[Opening Data for processing section]

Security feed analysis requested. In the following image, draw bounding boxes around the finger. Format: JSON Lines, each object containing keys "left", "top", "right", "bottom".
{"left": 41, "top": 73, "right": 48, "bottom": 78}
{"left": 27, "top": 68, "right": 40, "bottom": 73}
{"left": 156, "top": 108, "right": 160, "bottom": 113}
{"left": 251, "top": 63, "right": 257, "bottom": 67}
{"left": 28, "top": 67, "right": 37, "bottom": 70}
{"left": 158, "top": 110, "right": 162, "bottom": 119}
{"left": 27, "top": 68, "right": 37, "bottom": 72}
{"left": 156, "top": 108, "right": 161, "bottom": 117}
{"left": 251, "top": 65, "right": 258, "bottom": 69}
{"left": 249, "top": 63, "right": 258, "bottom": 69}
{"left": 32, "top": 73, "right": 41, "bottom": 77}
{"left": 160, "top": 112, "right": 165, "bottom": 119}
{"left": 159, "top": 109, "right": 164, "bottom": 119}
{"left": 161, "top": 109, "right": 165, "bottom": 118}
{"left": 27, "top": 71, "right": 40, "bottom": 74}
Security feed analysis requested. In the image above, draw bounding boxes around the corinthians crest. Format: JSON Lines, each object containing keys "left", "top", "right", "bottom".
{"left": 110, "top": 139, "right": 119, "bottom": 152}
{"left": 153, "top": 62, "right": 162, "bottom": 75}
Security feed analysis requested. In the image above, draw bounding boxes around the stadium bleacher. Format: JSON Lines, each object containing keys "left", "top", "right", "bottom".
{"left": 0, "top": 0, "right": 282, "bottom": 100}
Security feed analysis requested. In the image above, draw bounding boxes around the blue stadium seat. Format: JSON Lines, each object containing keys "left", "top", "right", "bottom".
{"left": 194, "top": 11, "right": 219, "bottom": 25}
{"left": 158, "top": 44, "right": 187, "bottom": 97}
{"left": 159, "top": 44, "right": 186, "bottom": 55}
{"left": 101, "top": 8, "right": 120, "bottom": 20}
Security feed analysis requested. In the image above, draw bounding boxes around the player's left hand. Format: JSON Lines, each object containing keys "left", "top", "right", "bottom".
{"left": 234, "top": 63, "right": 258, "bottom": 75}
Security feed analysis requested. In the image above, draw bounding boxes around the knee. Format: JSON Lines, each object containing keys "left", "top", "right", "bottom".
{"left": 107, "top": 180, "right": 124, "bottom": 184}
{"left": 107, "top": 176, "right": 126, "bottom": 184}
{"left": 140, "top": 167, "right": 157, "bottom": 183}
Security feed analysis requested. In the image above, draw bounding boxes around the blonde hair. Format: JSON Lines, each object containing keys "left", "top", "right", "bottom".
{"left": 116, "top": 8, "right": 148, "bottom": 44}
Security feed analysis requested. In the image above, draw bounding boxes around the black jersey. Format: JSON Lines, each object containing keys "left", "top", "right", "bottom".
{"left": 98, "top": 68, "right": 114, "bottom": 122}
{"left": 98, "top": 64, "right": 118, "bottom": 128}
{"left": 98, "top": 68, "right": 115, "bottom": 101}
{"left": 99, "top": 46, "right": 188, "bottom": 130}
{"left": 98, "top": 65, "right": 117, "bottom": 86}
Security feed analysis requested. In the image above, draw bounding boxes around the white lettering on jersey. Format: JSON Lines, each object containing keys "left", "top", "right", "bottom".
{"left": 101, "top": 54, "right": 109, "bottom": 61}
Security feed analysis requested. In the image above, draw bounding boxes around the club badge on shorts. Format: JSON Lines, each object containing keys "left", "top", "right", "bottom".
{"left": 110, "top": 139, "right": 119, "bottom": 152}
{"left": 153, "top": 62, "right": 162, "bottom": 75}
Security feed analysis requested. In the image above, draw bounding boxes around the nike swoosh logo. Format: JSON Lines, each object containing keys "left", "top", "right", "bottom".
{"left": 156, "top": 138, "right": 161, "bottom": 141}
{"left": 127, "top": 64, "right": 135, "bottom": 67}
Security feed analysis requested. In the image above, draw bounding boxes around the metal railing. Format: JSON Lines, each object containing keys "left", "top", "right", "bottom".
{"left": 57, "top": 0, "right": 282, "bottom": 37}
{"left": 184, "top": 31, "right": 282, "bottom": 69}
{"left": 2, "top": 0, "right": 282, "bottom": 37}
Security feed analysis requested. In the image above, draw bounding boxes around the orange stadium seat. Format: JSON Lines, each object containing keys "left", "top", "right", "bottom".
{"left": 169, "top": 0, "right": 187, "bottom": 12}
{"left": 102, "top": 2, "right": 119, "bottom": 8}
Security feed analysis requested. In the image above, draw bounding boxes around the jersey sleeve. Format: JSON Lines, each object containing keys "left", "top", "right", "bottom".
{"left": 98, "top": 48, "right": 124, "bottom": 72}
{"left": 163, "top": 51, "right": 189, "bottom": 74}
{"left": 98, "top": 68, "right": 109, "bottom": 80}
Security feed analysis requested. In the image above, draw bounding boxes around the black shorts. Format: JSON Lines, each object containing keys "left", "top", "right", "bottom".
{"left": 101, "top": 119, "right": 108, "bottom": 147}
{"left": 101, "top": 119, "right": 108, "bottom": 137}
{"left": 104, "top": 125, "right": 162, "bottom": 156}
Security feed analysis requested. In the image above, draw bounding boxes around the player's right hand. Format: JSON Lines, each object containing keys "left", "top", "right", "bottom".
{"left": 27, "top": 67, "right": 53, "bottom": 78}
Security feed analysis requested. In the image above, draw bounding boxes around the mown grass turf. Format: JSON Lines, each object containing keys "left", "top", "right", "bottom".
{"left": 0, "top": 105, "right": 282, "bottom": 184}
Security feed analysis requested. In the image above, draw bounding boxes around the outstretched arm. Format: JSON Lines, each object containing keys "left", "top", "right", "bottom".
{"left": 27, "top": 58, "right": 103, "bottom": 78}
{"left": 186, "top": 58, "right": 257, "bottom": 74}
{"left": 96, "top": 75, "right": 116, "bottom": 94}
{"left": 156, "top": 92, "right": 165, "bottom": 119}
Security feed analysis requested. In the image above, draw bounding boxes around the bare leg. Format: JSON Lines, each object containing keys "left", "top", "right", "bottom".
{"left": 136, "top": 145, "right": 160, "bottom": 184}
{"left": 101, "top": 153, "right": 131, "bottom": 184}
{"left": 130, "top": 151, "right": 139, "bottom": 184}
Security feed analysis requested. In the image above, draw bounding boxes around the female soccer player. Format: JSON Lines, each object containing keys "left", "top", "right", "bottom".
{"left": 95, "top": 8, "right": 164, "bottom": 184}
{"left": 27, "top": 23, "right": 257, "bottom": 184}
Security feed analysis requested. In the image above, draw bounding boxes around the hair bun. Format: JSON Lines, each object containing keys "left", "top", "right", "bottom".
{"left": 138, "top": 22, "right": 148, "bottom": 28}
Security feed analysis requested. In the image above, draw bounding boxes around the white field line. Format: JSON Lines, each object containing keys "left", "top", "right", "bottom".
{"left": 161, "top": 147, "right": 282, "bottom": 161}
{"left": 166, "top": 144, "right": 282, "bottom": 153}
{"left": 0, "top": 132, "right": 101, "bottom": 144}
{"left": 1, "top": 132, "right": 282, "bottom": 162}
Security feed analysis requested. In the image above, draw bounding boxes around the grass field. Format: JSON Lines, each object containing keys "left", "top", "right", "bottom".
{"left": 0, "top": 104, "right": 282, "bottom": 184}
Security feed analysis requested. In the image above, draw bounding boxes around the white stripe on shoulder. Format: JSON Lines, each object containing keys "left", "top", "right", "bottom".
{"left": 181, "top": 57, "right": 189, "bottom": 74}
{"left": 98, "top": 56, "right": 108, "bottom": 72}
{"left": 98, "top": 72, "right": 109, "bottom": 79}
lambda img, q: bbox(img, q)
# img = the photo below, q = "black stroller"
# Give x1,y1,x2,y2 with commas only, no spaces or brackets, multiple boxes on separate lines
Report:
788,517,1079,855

[Closing Data for processing section]
[Opening Data for processing section]

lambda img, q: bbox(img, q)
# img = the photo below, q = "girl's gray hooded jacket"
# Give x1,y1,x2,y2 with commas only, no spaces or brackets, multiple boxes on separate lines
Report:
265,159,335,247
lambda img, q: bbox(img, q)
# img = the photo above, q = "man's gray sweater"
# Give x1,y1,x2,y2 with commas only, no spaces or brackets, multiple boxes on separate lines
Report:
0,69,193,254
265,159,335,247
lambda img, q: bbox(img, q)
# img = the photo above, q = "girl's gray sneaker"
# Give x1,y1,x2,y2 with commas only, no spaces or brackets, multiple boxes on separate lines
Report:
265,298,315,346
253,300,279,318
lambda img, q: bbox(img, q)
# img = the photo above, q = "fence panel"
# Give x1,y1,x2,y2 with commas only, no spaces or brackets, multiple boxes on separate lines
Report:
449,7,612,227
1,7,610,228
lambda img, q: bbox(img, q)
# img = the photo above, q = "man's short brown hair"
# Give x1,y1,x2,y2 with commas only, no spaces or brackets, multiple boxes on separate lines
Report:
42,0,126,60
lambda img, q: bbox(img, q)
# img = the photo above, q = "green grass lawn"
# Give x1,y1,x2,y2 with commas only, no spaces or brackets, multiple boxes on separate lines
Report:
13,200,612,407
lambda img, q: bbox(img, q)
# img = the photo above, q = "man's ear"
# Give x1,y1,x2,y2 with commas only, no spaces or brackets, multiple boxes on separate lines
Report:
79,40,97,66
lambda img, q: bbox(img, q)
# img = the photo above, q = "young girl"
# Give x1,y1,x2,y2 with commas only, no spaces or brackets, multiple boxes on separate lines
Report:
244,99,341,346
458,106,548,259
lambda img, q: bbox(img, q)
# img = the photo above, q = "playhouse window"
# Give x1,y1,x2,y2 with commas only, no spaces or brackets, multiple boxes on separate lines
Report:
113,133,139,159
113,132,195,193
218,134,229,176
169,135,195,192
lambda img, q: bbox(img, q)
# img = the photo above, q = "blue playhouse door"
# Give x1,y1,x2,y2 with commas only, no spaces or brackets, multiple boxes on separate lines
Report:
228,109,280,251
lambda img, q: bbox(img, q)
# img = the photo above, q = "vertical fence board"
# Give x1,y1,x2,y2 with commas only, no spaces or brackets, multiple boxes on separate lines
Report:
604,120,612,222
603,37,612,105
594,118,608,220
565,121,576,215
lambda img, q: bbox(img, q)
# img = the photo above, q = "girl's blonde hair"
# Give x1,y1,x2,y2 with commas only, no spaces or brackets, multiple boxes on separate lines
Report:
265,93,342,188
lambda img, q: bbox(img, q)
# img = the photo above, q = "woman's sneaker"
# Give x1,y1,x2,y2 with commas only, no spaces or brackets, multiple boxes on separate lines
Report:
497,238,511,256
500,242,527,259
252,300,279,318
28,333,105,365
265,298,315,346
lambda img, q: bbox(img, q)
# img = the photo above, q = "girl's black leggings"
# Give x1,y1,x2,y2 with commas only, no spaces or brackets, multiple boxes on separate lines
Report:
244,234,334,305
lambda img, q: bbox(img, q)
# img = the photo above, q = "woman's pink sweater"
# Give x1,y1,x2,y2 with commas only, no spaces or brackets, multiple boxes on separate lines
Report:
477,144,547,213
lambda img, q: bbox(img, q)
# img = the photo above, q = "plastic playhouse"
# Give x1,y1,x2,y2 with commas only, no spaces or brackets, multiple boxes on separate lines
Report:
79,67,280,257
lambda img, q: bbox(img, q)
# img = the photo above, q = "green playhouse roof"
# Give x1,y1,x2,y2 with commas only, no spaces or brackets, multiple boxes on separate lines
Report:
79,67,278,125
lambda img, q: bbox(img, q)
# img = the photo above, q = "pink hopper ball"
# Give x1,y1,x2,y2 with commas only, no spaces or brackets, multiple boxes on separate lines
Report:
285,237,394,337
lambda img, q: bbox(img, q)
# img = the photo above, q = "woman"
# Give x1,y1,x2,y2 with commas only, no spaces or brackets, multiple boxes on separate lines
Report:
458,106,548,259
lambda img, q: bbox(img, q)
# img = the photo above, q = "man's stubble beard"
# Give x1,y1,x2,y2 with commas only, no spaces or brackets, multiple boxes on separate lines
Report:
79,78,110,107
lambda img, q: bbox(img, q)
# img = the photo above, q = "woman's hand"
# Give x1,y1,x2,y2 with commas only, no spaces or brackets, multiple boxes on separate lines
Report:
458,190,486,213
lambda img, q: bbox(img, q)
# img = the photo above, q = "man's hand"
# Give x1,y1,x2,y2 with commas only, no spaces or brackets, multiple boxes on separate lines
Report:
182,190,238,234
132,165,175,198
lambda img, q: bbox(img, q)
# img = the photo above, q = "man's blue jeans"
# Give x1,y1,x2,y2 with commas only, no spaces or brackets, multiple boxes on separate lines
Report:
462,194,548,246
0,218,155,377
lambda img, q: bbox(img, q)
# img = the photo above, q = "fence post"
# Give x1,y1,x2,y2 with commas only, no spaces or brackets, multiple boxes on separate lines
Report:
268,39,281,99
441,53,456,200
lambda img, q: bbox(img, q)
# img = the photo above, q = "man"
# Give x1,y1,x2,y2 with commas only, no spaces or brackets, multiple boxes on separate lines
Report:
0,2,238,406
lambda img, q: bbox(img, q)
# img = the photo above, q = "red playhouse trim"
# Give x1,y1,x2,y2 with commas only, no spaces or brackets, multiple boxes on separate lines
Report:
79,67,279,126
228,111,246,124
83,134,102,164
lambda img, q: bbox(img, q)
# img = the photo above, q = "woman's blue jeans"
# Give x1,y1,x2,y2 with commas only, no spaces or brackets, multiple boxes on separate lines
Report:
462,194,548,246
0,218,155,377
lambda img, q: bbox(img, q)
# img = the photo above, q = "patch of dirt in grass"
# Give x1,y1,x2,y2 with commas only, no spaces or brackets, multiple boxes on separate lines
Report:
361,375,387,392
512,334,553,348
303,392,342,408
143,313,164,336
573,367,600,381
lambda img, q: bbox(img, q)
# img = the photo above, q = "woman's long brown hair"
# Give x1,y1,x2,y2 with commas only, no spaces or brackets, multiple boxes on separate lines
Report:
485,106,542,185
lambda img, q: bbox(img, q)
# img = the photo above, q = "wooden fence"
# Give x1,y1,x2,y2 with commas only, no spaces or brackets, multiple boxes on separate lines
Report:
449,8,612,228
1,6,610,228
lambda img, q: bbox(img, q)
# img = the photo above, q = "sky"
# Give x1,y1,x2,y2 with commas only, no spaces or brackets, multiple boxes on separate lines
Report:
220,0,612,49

[Closing Data for processing section]

◆ **Task goal**:
Across the data shown above, how many lines carry the string "brown"? Reply with the figure by itself.

◆ **Output of the exercise**:
2